**Given text**
Things that cause detachment, i.e. withdrawal, disengagement from individuals in my life sometimes to the point of moving away from physical contact and refusing eye contact; often includes ignoring emails, texts, phone calls, etc.
* Anger exhibited by my SO (a trained behavior rather than innate)
* Attempted conversations about my previous marriage
* Any expression of concern for me made by anyone
* Malicious teasing, or teasing with the intention of getting me to explode
* Essentially, anything that threatens to trigger my deeper held, more negative emotions

Detachment is typical of a 5 but avoiding conflict (i.e speaking up for _myself_) is typical of a 9. I don't have an issue with defending others (tho I don't go out of my way to do so) or with defending my morals, intelligence, or professional skill.


----------



## dreamermiki (Aug 8, 2012)

i'm a 7w6 (tritype 739)

**Stored rows**
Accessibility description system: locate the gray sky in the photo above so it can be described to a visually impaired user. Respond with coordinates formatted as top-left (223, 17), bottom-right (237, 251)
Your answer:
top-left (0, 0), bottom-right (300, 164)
* * *
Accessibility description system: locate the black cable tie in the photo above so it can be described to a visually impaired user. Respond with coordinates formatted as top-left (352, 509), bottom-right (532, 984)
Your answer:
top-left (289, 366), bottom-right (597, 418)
==
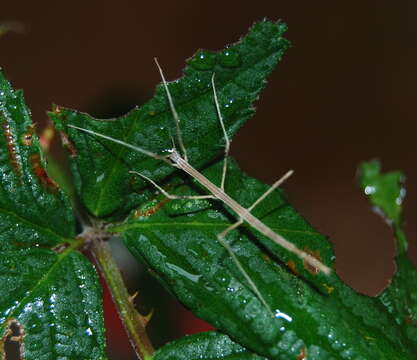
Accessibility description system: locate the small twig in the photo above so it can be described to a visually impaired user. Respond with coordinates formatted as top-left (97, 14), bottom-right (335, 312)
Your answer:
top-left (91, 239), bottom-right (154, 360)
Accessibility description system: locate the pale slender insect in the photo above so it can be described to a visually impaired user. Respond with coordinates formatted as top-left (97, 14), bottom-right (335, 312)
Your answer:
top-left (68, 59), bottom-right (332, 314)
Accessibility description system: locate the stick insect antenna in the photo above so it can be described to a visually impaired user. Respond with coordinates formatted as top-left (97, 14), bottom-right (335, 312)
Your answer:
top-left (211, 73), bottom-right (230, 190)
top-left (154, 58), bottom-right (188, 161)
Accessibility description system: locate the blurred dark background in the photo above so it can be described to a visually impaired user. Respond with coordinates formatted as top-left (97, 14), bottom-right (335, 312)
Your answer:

**Tasks for this exercise**
A - In the forum post, which type is detachment said to be typical of?
B - Please edit the forum post from "Detachment is typical" to "7w6 (tritype 739)", changing each "defending" to "protecting".

**Expected outputs**
A - Type 5.

B -
Detachment is typical of a 5 but avoiding conflict (i.e speaking up for _myself_) is typical of a 9. I don't have an issue with protecting others (tho I don't go out of my way to do so) or with protecting my morals, intelligence, or professional skill.


----------



## dreamermiki (Aug 8, 2012)

i'm a 7w6 (tritype 739)